Consignas del ejercicio
- 1) Transcribe sin cambios el tramo del texto para analizar que va desde "De hecho, el" hasta "la tercera legislatura.".
- 2) Responde brevemente con base en el texto para analizar:
(a) ¿Cuánto tiempo llevaba el Ejecutivo negándose a consensuar la reingeniería del sistema de aseguramiento y atención médica?
(b) ¿Qué proyecto de reforma apenas si pasó el primer debate?
(c) ¿Para cuándo quedaron aplazados los proyectos anunciados que nunca llegaron?

Texto para analizar
▼

Los hundimientos de los proyectos sobre salud y educación así lo evidencian también. El primero naufragó porque el Ejecutivo llevaba más de quince meses negándose a consensuar la reingeniería al sistema de aseguramiento y atención médica, en un carrusel de dimes y diretes, hasta el derrumbe del mismo sistema, a su vez sometido, a propósito, a la asfixia financiera, a las intervenciones estatales intempestivas, a la desconfianza de los operadores y a la incertidumbre popular. Y el segundo, porque habiendo alcanzado finalmente un pacto para ajustar la reforma al modelo de enseñanza en el tercer debate, luego la propia administración lo desconoció por la presión del sindicato de maestros públicos, que le pasó así ‘factura de cobro’. De tal modo, seguramente Fecode podrá proclamar una victoria y satisfacerse, a no dudarlo, con que hay más sindicalismo que asomo de gobierno y que este es un mero alfil de sus instrucciones. No se pudo, pues, consagrar la educación como derecho fundamental.
De hecho, el segundo proyecto de reforma laboral presentado apenas si pasó el primer debate. Asimismo, la prohibición del fracking se hundió y otros proyectos que se anunciaron nunca llegaron, porque aterrizarían en terreno infértil, quedando aplazados para la tercera legislatura.

▲

Registros mostrados
▼

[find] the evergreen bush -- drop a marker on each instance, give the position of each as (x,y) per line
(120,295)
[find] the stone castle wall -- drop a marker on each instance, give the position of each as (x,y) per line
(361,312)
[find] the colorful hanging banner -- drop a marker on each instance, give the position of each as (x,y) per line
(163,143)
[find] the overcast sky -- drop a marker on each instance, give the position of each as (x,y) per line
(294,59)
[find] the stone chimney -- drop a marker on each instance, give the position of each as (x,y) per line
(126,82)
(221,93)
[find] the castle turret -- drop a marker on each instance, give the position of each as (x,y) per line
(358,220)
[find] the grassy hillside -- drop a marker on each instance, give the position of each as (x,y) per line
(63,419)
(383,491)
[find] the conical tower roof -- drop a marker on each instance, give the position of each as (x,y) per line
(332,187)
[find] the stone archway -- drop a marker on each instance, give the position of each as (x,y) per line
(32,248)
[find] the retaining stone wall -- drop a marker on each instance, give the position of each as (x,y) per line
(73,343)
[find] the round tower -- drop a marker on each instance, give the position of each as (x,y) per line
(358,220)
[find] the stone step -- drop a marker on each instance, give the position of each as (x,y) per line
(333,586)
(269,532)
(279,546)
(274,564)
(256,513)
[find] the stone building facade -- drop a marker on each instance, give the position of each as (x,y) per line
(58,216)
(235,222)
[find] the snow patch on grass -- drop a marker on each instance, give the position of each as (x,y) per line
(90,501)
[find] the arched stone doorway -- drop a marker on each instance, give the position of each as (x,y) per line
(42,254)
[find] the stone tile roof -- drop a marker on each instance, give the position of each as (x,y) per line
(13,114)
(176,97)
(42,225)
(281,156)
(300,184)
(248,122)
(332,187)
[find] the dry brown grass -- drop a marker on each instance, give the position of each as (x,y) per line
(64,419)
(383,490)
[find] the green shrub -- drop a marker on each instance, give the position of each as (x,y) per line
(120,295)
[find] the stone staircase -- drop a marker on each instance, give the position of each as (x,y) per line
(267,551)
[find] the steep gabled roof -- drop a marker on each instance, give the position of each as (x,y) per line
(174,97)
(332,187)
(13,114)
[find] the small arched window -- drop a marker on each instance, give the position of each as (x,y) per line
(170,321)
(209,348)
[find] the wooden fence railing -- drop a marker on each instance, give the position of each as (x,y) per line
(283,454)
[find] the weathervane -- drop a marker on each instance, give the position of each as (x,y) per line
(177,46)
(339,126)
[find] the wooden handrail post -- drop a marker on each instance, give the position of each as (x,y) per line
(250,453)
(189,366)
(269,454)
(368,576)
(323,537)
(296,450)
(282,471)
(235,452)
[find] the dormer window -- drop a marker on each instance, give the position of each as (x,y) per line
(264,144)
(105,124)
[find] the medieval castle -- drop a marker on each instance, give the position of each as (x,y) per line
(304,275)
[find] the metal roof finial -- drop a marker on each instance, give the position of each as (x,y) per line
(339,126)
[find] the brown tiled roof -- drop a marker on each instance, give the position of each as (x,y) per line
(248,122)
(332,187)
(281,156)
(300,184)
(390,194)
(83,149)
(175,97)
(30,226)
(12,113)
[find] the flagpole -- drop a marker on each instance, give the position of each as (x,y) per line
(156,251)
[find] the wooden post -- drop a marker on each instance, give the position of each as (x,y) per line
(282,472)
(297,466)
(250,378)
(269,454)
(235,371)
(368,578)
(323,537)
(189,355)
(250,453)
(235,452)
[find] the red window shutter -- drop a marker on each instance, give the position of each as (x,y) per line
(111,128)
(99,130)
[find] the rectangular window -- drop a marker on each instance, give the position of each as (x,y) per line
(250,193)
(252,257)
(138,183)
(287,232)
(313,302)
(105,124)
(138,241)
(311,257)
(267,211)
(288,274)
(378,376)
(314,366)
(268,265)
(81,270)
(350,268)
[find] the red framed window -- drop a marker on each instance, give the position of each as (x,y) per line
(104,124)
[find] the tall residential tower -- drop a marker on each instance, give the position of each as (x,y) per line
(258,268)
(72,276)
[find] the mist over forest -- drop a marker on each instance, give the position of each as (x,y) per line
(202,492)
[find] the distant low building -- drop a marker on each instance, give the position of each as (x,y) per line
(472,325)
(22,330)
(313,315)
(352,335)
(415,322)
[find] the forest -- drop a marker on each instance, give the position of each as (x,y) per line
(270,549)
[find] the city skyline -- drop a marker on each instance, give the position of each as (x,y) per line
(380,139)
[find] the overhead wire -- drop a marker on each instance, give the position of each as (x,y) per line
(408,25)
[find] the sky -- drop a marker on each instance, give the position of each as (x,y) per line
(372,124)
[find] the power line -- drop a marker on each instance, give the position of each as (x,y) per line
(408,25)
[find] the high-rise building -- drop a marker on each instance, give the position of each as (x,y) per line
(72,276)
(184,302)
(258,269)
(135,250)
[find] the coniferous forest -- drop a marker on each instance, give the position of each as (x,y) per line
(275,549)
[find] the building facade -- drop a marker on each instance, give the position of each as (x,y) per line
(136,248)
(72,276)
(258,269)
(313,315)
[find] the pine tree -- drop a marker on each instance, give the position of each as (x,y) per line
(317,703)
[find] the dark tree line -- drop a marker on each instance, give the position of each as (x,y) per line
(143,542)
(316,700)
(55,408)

▲

Tareas resueltas
- 1)
De hecho, el segundo proyecto de reforma laboral presentado apenas si pasó el primer debate. Asimismo, la prohibición del fracking se hundió y otros proyectos que se anunciaron nunca llegaron, porque aterrizarían en terreno infértil, quedando aplazados para la tercera legislatura.

- 2)
(a) Más de quince meses.
(b) El segundo proyecto de reforma laboral.
(c) Para la tercera legislatura.